YOUR INSTRUCTIONS: Locate each line in the records below that contains the word "maple" and copy it out.

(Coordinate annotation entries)
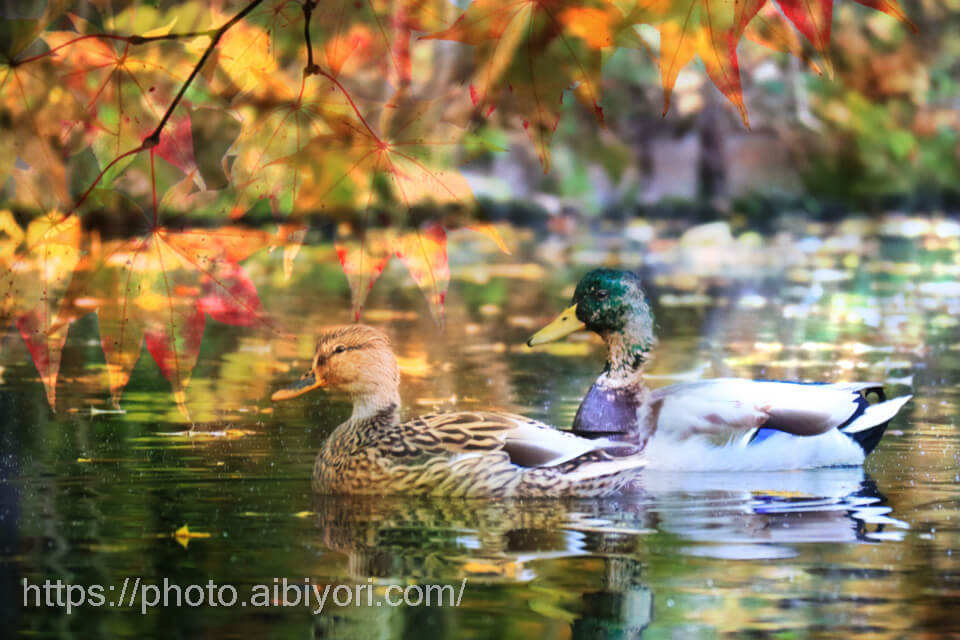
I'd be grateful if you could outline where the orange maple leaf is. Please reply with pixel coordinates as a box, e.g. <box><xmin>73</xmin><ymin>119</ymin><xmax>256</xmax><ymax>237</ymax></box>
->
<box><xmin>425</xmin><ymin>0</ymin><xmax>625</xmax><ymax>173</ymax></box>
<box><xmin>65</xmin><ymin>227</ymin><xmax>269</xmax><ymax>415</ymax></box>
<box><xmin>283</xmin><ymin>84</ymin><xmax>505</xmax><ymax>318</ymax></box>
<box><xmin>0</xmin><ymin>211</ymin><xmax>81</xmax><ymax>409</ymax></box>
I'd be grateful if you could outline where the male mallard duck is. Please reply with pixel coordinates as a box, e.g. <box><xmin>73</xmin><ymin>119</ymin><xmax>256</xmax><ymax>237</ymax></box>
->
<box><xmin>527</xmin><ymin>269</ymin><xmax>912</xmax><ymax>470</ymax></box>
<box><xmin>273</xmin><ymin>325</ymin><xmax>644</xmax><ymax>497</ymax></box>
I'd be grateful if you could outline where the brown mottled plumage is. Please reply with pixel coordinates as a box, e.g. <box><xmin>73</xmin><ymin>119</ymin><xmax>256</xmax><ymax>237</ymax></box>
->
<box><xmin>273</xmin><ymin>325</ymin><xmax>643</xmax><ymax>497</ymax></box>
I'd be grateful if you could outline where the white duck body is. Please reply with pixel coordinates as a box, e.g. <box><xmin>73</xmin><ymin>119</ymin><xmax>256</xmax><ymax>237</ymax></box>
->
<box><xmin>588</xmin><ymin>376</ymin><xmax>911</xmax><ymax>471</ymax></box>
<box><xmin>527</xmin><ymin>269</ymin><xmax>911</xmax><ymax>471</ymax></box>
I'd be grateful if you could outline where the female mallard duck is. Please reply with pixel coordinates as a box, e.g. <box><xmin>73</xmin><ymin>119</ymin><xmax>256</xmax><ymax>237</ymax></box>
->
<box><xmin>273</xmin><ymin>325</ymin><xmax>644</xmax><ymax>497</ymax></box>
<box><xmin>527</xmin><ymin>269</ymin><xmax>912</xmax><ymax>471</ymax></box>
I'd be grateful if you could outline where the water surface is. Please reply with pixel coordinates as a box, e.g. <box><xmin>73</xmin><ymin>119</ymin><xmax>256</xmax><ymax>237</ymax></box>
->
<box><xmin>0</xmin><ymin>218</ymin><xmax>960</xmax><ymax>638</ymax></box>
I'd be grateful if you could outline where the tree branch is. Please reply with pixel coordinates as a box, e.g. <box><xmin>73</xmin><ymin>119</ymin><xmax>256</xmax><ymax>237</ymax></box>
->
<box><xmin>141</xmin><ymin>0</ymin><xmax>263</xmax><ymax>149</ymax></box>
<box><xmin>67</xmin><ymin>0</ymin><xmax>263</xmax><ymax>215</ymax></box>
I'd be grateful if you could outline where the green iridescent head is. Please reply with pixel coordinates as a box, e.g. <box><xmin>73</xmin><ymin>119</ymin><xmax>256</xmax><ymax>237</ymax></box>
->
<box><xmin>571</xmin><ymin>269</ymin><xmax>653</xmax><ymax>335</ymax></box>
<box><xmin>527</xmin><ymin>269</ymin><xmax>656</xmax><ymax>370</ymax></box>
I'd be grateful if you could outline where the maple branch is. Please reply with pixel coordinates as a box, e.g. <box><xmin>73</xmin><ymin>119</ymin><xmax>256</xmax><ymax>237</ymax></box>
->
<box><xmin>303</xmin><ymin>0</ymin><xmax>380</xmax><ymax>142</ymax></box>
<box><xmin>7</xmin><ymin>29</ymin><xmax>216</xmax><ymax>68</ymax></box>
<box><xmin>66</xmin><ymin>0</ymin><xmax>263</xmax><ymax>216</ymax></box>
<box><xmin>140</xmin><ymin>0</ymin><xmax>263</xmax><ymax>150</ymax></box>
<box><xmin>303</xmin><ymin>0</ymin><xmax>320</xmax><ymax>76</ymax></box>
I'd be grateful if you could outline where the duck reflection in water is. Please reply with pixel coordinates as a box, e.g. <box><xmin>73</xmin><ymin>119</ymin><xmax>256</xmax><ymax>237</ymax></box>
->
<box><xmin>306</xmin><ymin>468</ymin><xmax>907</xmax><ymax>638</ymax></box>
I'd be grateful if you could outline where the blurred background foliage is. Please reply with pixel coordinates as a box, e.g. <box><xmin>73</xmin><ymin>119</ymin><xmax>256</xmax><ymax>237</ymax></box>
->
<box><xmin>468</xmin><ymin>0</ymin><xmax>960</xmax><ymax>218</ymax></box>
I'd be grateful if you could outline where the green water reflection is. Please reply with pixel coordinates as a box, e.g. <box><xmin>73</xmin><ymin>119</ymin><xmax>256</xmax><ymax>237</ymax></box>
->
<box><xmin>0</xmin><ymin>218</ymin><xmax>960</xmax><ymax>638</ymax></box>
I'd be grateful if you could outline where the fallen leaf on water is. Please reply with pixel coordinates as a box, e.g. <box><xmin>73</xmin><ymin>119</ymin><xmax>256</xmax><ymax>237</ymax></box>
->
<box><xmin>173</xmin><ymin>525</ymin><xmax>210</xmax><ymax>549</ymax></box>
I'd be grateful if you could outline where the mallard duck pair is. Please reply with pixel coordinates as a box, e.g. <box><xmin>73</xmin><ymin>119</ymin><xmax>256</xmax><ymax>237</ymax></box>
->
<box><xmin>273</xmin><ymin>270</ymin><xmax>910</xmax><ymax>497</ymax></box>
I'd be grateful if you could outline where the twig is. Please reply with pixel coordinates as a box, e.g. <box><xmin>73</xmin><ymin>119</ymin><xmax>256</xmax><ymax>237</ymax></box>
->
<box><xmin>141</xmin><ymin>0</ymin><xmax>263</xmax><ymax>149</ymax></box>
<box><xmin>66</xmin><ymin>0</ymin><xmax>263</xmax><ymax>215</ymax></box>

THE COMPLETED TASK:
I'd be grateful if you could outline where the orange maple leaf is. Please reply with pixel coordinates as a box, e.g. <box><xmin>73</xmin><ymin>119</ymin><xmax>256</xmax><ymax>237</ymax></box>
I'd be grateful if you could outline where the maple branch is. Please reply with pixel coordinates as a box, e.g. <box><xmin>73</xmin><ymin>119</ymin><xmax>256</xmax><ymax>237</ymax></box>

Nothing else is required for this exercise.